Data to examine: Begin

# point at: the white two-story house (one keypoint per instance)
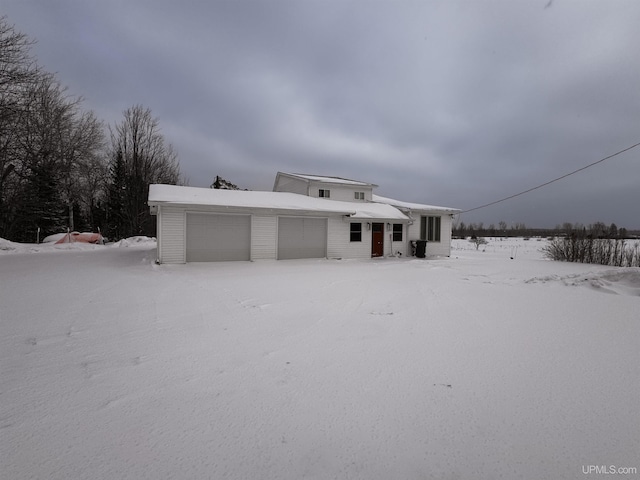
(305, 216)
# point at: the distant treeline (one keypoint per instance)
(62, 168)
(595, 230)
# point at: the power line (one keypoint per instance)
(551, 181)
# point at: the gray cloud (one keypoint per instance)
(454, 103)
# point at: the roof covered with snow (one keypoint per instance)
(413, 206)
(325, 179)
(177, 195)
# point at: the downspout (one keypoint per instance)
(158, 234)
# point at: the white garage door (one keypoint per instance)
(218, 238)
(302, 238)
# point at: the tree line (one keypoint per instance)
(595, 230)
(62, 168)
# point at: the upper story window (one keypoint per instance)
(397, 232)
(355, 233)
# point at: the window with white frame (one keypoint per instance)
(397, 232)
(430, 229)
(356, 232)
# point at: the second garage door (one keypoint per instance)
(217, 238)
(301, 237)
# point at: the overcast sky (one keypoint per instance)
(453, 103)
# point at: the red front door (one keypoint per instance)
(377, 240)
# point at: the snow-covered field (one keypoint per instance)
(477, 366)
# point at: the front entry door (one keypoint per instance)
(377, 240)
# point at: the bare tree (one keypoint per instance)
(144, 159)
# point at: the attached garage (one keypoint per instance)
(302, 237)
(217, 237)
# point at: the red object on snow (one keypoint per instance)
(74, 237)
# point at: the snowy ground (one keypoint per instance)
(473, 367)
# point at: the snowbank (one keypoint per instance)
(475, 366)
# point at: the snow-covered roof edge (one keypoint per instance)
(178, 195)
(328, 179)
(413, 206)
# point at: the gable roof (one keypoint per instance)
(326, 179)
(280, 201)
(413, 206)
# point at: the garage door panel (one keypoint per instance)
(216, 238)
(302, 238)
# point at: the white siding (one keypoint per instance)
(397, 247)
(441, 248)
(263, 237)
(339, 244)
(171, 235)
(343, 193)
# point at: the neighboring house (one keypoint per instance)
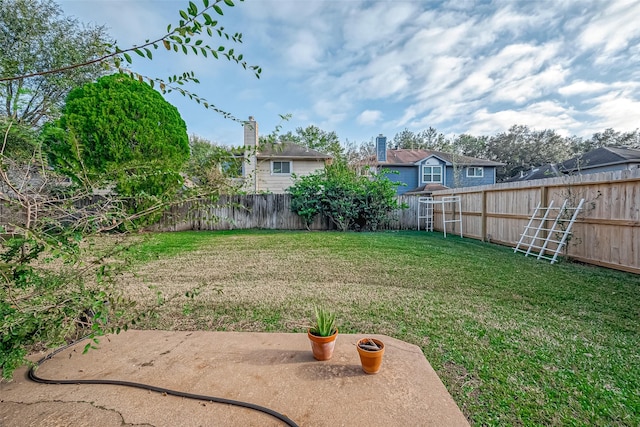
(271, 168)
(425, 171)
(604, 159)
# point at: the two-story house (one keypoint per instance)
(425, 171)
(270, 167)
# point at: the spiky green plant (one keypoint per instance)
(325, 325)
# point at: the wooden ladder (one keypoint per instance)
(535, 238)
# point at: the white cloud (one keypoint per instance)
(617, 110)
(369, 117)
(542, 115)
(580, 87)
(613, 28)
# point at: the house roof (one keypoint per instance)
(289, 150)
(426, 189)
(540, 172)
(405, 157)
(604, 156)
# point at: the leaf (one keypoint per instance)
(193, 9)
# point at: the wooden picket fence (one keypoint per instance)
(606, 233)
(262, 211)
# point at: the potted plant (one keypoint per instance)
(370, 351)
(323, 334)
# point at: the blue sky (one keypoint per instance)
(361, 68)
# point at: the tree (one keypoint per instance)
(428, 139)
(119, 130)
(46, 303)
(314, 138)
(349, 201)
(213, 166)
(522, 149)
(34, 35)
(317, 139)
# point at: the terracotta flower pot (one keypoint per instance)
(370, 359)
(322, 347)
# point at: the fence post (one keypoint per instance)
(483, 216)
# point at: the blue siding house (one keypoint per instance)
(425, 171)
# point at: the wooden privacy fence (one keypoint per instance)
(606, 233)
(267, 211)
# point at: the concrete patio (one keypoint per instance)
(274, 370)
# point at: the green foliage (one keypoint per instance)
(35, 35)
(305, 197)
(45, 297)
(351, 202)
(21, 140)
(316, 139)
(213, 166)
(325, 323)
(119, 133)
(516, 342)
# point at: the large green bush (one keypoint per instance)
(349, 201)
(120, 130)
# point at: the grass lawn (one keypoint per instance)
(516, 341)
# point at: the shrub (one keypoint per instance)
(349, 201)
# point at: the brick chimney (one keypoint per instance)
(250, 152)
(381, 148)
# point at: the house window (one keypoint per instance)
(431, 173)
(475, 172)
(233, 167)
(278, 167)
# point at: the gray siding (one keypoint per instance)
(406, 174)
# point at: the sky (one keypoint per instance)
(363, 68)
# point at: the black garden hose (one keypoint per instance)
(34, 377)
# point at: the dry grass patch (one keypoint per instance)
(516, 341)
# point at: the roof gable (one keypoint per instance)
(602, 156)
(407, 157)
(289, 150)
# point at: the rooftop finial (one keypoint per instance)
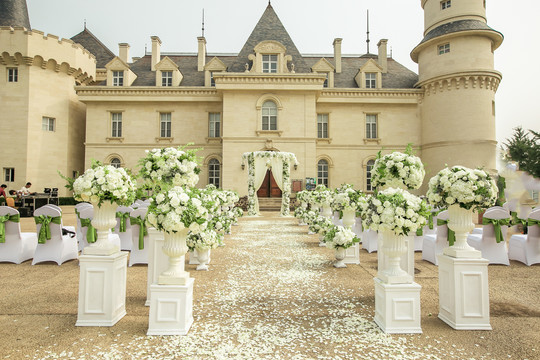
(367, 40)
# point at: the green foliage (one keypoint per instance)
(524, 148)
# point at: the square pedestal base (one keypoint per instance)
(102, 289)
(464, 293)
(397, 307)
(171, 309)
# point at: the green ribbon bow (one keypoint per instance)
(451, 233)
(497, 223)
(45, 231)
(143, 231)
(3, 220)
(123, 218)
(91, 232)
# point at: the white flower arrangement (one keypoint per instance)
(104, 182)
(398, 170)
(177, 209)
(468, 188)
(339, 236)
(396, 210)
(175, 166)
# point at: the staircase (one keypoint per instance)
(270, 204)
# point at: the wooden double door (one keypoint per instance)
(269, 187)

Data to examine: End

#### Exercise instructions
The answer is the records above, repeated exactly, with no picture in it.

#### Solution to this exercise
# point at: the white two-story house (one keypoint per instance)
(305, 216)
# point at: the distant treeline (one keypoint per instance)
(62, 168)
(595, 230)
# point at: the power line (one keypoint per instance)
(551, 181)
# point at: the gray cloud (one keypoint per instance)
(454, 103)
# point at: the roof covered with snow (one keypoint per instance)
(413, 206)
(325, 179)
(177, 195)
# point at: the downspout (one keypoint per instance)
(158, 234)
# point at: the white garage door (one keypoint per instance)
(218, 238)
(302, 238)
# point at: the tree line (one keypoint per instance)
(595, 230)
(62, 168)
# point at: the upper story window (one keypoint per instance)
(397, 232)
(355, 233)
# point at: the window with white frame (one keypoint per instance)
(397, 232)
(430, 229)
(356, 232)
# point at: the second garage door (one keypoint per instance)
(217, 238)
(301, 237)
# point at: the overcast sky (one keypoint per instance)
(453, 103)
# point at: the red front door (one keypoint per instance)
(377, 240)
# point at: the snow-covered field (one keypoint per instance)
(477, 366)
# point at: the front entry door (one keypoint per instance)
(377, 240)
# point at: the bare tree (one keypoint per instance)
(144, 159)
# point at: the attached garage (one keypoint per instance)
(302, 237)
(217, 237)
# point at: the red object on snow (one keypoint per instance)
(74, 237)
# point at: the snowy ground (one keypoint per instance)
(473, 367)
# point at: the snowbank (one keypoint per instance)
(475, 366)
# point at: the snow-covered roof edge (one keypoint per instance)
(178, 195)
(328, 179)
(413, 206)
# point at: the gable roof (one keypoint per instance)
(326, 179)
(280, 201)
(413, 206)
# point at: the garage door panel (one keypoint per instance)
(216, 238)
(302, 238)
# point at: the white siding (one keypoint per instance)
(397, 247)
(441, 248)
(263, 237)
(339, 244)
(171, 235)
(343, 193)
# point at: the neighboring house (one keypoint per instance)
(271, 168)
(425, 171)
(604, 159)
# point at: the two-story house (one keypoint per instance)
(425, 171)
(270, 167)
# point at: the spiky green plant (one keypoint per instance)
(325, 325)
# point at: the wooden ladder (one keypoint per instance)
(535, 238)
# point at: the white cloud (one keypoint per instance)
(617, 110)
(369, 117)
(542, 115)
(580, 87)
(613, 28)
# point at: the house roof (one keypoint per instance)
(289, 150)
(426, 189)
(540, 172)
(405, 157)
(604, 156)
# point at: the leaf (one keypoint per instance)
(193, 9)
# point at: the wooden picket fence (one keypoint per instance)
(606, 233)
(262, 211)
# point at: the potted plant (one keypoint per instance)
(370, 351)
(323, 334)
# point at: the blue sky (one keypoint per instance)
(361, 68)
# point at: the tree (one keypoint per instance)
(428, 139)
(119, 130)
(46, 303)
(314, 138)
(349, 201)
(213, 166)
(522, 149)
(34, 35)
(317, 139)
# point at: the terracotta flower pot (one keypoint per instance)
(370, 359)
(322, 347)
# point at: the fence post (one keypoint per instance)
(483, 216)
# point at: the blue siding house (one keypoint per instance)
(425, 171)
# point at: the wooden privacy fence (one keypoint per instance)
(606, 233)
(267, 211)
# point at: the concrete patio (one keypoint per instance)
(274, 370)
# point at: the green foliage (one keypoint per instance)
(35, 35)
(305, 197)
(45, 297)
(351, 202)
(21, 140)
(316, 139)
(213, 166)
(325, 323)
(119, 133)
(516, 342)
# point at: the large green bush (one keypoint per instance)
(349, 201)
(120, 130)
# point at: the grass lawn (one keypoint per instance)
(516, 341)
# point at: the shrub (one keypoint per instance)
(349, 201)
# point at: the brick chimney (one keypoint per instance)
(250, 152)
(381, 148)
# point at: the house window (one keypoint per instance)
(431, 173)
(475, 172)
(233, 167)
(278, 167)
# point at: the gray siding (one keypoint per instance)
(406, 174)
# point at: the sky (one keypoint per instance)
(363, 68)
# point at: the black garden hose (one keypoint per instance)
(34, 377)
# point at: the dry grass patch (one keypoint per instance)
(516, 341)
# point at: the roof gable (one keypoint per instance)
(602, 156)
(407, 157)
(289, 150)
# point at: the rooftop finial (one keypoint per instance)
(367, 40)
# point at: the green foliage (one keypoint per instance)
(524, 148)
# point at: the square pedestal base (one keypoint per instance)
(102, 289)
(464, 293)
(397, 307)
(171, 309)
# point at: the green ribbon bow (one keypoint per instance)
(451, 233)
(497, 223)
(45, 231)
(143, 231)
(3, 220)
(123, 218)
(91, 232)
# point at: the white flower arrangement (one keypoint per instance)
(104, 182)
(398, 170)
(177, 209)
(468, 188)
(339, 236)
(396, 210)
(175, 166)
# point at: the staircase (one keypoint per instance)
(270, 204)
# point at: the wooden double door (one keypoint per instance)
(269, 187)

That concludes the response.